** Opening EXERCISE PASSAGE block **

Transition Check Point aids transitioning wounded Soldiers
May 14, 2013
For many Soldiers at the Fort Meade Warrior Transition Unit, their time in the Army is coming to an end and they are preparing to move into civilian life. This transition, however, can be both stressful and overwhelming.
"There's a lot of apprehension and nervousness," said Staff Sgt. Sean Green, a squad leader with the WTU.
To help ease the Soldiers through the process, the WTU's rehab team hosted a Transition Check Point on May 3 at McGill Training Center. The event introduced the wounded Soldiers to government agency representatives, internship opportunities, colleges and adaptive sports.
"Today is one-stop-shop basically for education, internship and career opportunities for all the Soldiers," said Shannon Webb, occupational therapist with the WTU. "We have over 17 schools represented, we have over 30 internship and career opportunities. Soldiers can go around, tell them what they're looking for career-path-wise or education-wise and try to make some connections."
In the past, the unit has sponsored similar education, internship and job, or adaptive sports fairs, but this is the first time all three have been combined into one event.
"This affords every opportunity to explore anything that you could want," Webb said.
The goal of the fair, she said, was to help "ensure successful transition from the military to civilian life for those who are being medically retired. For those who are going back to active duty, this is a time that they can do school or internships to build a resume or increase their [military occupational specialty]."
During the three-hour fair, Soldiers met with various representatives from government agencies including the National Security Agency, Interpol, NASA and the Secret Service. Online colleges, such as the University of Phoenix, and physical universities including the University of Maryland and Old Dominion University in Virginia also were represented.

** Closing EXERCISE PASSAGE block **

PROBLEM SET:
- A) According to the article about the Transition Check Point, where was the event held?
- B) From the Transition Check Point article, reproduce word for word the part that opens with the words containing "In the past, the" and closes with "into one event.".

** Opening EXCERPTED DATA block **

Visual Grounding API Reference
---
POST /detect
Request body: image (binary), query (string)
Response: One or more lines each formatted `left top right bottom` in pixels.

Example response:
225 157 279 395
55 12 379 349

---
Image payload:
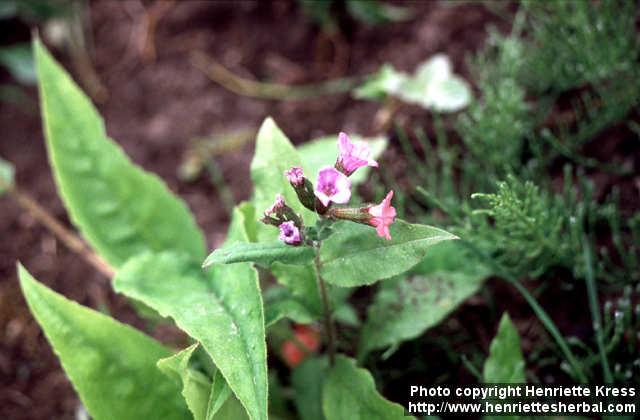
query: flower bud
326 191 396 240
284 166 315 211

** Closing EXCERPTED DATA block **

ANSWER SECTION:
- A) McGill Training Center

- B)
In the past, the unit has sponsored similar education, internship and job, or adaptive sports fairs, but this is the first time all three have been combined into one event.